Given text:
-- Opening Marker --

California to ban toxic 'forever chemicals' used by apparel companies
Why do clothing garments and textiles need to be made using known toxic chemicals? That question has now been answered by California’s governor, who passed a bill to phase out PFAS, (per and polyfluoroalkyl substances) better known as ‘forever chemicals, that coat many clothing and textile items and are hazardous to the environment.
The full ban goes into effect in 2025, leaving just two and a half years to phase out their use. Outfitter Patagonia has said it would ban these substances from 2024, phasing out any dangerous chemicals in its manufacturing.
Toxic-Free Future (TFF) said in a statement: “Now that we know PFAS can harm our health at very low levels of exposure, we can’t continue to use these toxic chemicals to treat our clothing. Companies have shown they aren’t needed, and getting them out of clothing and textiles will help protect every family,” said Erika Schreder, science director at TFF.

-- Closing Marker --

Using the information:
[a] List every proper name of a person, place, company, or organization that appears in the article on California's ban of forever chemicals.
[b] Carry on the article about California's ban on forever chemicals in apparel, picking up after its final sentence.
The lines that come after the article have nothing to do with it.

[Image point grounding data]

-- Opening Marker --

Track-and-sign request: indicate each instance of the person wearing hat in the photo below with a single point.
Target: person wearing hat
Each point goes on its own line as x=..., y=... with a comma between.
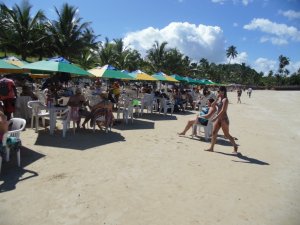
x=79, y=103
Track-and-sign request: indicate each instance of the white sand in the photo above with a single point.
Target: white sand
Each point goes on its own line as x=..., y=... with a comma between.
x=145, y=174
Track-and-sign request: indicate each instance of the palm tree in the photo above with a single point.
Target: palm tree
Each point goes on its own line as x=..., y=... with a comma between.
x=69, y=35
x=156, y=55
x=20, y=31
x=283, y=62
x=231, y=53
x=106, y=53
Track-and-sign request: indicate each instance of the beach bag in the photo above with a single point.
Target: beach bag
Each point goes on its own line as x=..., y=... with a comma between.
x=4, y=89
x=203, y=121
x=74, y=114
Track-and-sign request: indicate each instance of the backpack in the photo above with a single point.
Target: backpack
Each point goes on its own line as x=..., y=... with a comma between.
x=4, y=90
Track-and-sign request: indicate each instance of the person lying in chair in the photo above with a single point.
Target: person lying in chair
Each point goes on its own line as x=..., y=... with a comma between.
x=204, y=115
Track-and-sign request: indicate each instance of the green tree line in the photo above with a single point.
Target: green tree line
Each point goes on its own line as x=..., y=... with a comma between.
x=34, y=36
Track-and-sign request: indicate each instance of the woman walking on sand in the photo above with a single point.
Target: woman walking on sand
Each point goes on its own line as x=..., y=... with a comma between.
x=221, y=120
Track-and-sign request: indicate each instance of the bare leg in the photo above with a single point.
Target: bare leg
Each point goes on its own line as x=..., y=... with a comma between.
x=187, y=127
x=225, y=128
x=216, y=129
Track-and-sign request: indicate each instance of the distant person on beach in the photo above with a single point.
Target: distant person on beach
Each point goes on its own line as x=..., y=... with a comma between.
x=221, y=120
x=239, y=94
x=202, y=118
x=8, y=95
x=249, y=92
x=78, y=101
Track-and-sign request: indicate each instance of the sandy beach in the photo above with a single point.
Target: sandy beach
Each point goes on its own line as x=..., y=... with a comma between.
x=144, y=173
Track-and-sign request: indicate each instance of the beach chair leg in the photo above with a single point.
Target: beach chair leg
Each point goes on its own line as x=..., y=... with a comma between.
x=7, y=153
x=0, y=163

-- Closing Marker --

Per-task outputs:
[a] California, Patagonia, Toxic-Free Future (TFF), Erika Schreder

[b]
A 2021 study led by TFF, the University of Washington, and Indiana University, showed PFAS was present in breastmilk in all its tested samples. The study further revealed certain PFAS, including ones used in textiles, are doubling every four years.
What are ‘forever chemicals’?
Chemical companies sell PFAS application to products such as paper and textiles as stain-resistant, water-repellent, and grease-proofing treatments. Companies do not (yet) have to disclose their presence, but you will find PFAS on anything from yoga pants to outerwear, sneakers and accessories. PFAS have been linked to serious health problems such as cancer, immune system suppression, increased cholesterol levels, pregnancy-induced hypertension, liver damage, reduced fertility, and increased risk of thyroid disease. PFAS are known as “forever” chemicals because they don’t break down in the environment, nor in our bodies.
“The functionality that PFAS provides—a more stain-resistant coat or more breathable yet water-resistant gym shorts—is not necessary and certainly not worth the health risks,” Sujatha Bergen said to Natural Resources Defense Council (NRDC). “We lived just fine without these chemicals before, and brands could phase them out quickly if they chose to.”
While phasing out these hazardous chemicals is easier said than done, the PFAS group is made up of more than 4,700 man-made chemicals, used across many industries, not just fashion. Packaging, cookware and cosmetics are just some of the categories that widely put PFAS into its products.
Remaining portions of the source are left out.